Copy out every line from the very first one down to the line containing "M263 145L244 128L219", with both of those lines included.

Dataset entries
* begin *

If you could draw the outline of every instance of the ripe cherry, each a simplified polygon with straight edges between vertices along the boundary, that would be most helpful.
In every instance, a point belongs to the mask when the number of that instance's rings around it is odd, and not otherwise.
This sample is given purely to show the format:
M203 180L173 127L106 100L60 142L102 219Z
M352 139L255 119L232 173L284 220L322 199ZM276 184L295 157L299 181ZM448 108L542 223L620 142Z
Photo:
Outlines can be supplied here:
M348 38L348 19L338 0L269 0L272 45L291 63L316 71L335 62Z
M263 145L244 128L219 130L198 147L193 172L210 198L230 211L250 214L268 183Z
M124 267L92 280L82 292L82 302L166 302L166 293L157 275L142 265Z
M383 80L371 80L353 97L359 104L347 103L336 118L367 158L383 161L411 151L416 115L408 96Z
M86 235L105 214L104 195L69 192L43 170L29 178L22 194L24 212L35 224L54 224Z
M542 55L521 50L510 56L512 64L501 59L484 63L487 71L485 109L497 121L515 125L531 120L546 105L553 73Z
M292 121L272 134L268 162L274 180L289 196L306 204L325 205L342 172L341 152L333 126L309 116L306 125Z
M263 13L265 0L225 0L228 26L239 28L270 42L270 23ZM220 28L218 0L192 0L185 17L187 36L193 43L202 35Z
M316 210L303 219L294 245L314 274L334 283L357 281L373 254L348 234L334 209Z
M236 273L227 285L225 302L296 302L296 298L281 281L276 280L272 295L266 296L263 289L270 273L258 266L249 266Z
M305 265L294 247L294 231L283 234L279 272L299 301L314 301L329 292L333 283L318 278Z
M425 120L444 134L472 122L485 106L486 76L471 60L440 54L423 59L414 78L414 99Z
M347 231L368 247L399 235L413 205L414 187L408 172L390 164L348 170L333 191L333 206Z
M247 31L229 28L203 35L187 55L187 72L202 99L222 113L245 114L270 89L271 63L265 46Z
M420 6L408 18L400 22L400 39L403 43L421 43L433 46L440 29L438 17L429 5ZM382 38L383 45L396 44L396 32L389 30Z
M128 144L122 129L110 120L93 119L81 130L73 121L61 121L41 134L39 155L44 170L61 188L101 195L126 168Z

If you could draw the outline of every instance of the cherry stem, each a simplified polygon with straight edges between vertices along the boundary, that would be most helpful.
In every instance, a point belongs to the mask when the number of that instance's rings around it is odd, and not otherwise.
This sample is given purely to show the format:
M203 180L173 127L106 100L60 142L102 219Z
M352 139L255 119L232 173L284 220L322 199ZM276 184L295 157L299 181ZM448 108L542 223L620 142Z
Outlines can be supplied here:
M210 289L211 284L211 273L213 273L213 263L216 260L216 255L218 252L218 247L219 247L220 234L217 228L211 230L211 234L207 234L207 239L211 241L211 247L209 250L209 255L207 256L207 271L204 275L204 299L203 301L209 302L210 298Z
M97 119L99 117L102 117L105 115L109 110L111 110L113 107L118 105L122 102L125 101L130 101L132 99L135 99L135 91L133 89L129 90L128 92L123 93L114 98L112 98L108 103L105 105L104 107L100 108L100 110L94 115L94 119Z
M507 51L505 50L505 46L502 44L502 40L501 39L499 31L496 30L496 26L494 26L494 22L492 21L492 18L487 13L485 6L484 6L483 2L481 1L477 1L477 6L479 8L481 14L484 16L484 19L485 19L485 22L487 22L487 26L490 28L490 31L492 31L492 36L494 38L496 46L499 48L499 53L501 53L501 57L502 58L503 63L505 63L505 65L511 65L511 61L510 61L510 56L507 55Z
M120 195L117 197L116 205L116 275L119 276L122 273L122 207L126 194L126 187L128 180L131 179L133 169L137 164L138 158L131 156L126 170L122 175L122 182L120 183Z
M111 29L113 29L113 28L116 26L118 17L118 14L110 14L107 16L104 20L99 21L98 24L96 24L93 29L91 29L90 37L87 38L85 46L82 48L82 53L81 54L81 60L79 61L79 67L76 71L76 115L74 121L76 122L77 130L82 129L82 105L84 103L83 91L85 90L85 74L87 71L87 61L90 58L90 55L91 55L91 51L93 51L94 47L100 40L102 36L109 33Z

* end *

- **Final answer**:
If you could draw the outline of every instance of the ripe cherry, each a simplified polygon with straight edges between vertices along the boundary, that would be most helpful.
In every instance, a point belongs to the mask when the number of that instance's rings around it is odd, and not otherwise.
This sample is given purely to show the format:
M203 180L173 127L106 100L60 142L102 219Z
M352 139L255 119L232 173L284 220L322 199ZM276 184L295 157L299 181ZM448 108L542 223L620 142Z
Photo:
Outlines can be supplied here:
M348 38L348 19L338 0L269 0L272 45L291 63L316 71L335 62Z
M263 145L244 128L219 130L198 147L193 172L210 198L230 211L250 214L268 183Z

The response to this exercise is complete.